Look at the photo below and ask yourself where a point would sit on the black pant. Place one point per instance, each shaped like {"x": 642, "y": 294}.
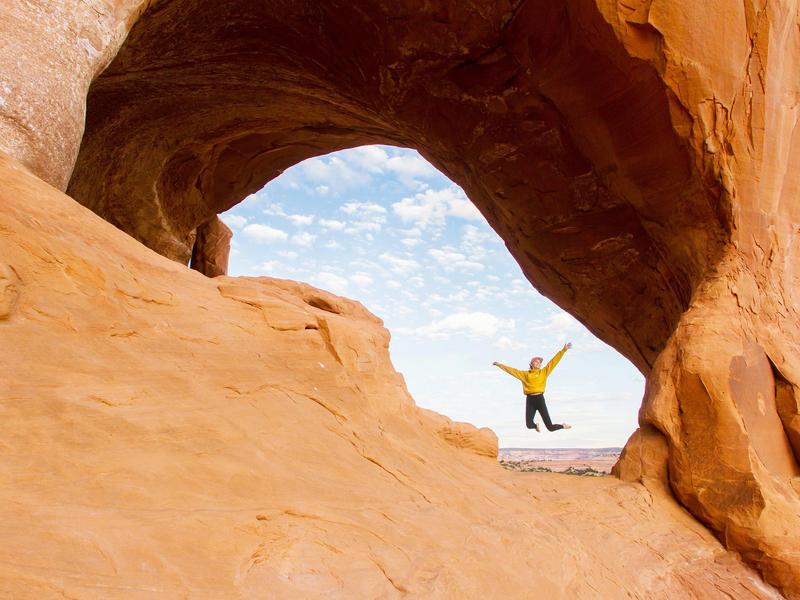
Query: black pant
{"x": 534, "y": 402}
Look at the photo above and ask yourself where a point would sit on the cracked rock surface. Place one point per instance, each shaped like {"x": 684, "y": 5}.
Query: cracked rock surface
{"x": 641, "y": 160}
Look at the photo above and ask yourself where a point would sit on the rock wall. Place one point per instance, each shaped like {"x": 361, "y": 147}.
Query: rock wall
{"x": 640, "y": 159}
{"x": 167, "y": 435}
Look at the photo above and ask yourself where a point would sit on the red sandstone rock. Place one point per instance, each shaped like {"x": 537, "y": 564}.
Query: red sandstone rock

══════════

= Exercise brief =
List all lines in the material containing the string "above".

= Task solution =
Look at the photo above and ask yourself where a point would sit on the cracked rock surface. Place one point per instance, each shaped like {"x": 684, "y": 5}.
Look at the photo above and ask yourself where a point would sit on the rock wall. Place one point per instance, each shaped like {"x": 361, "y": 147}.
Look at the photo above and ask yourself where a point would sit on the red sandstone rock. Place one point per instance, each shaped like {"x": 537, "y": 564}.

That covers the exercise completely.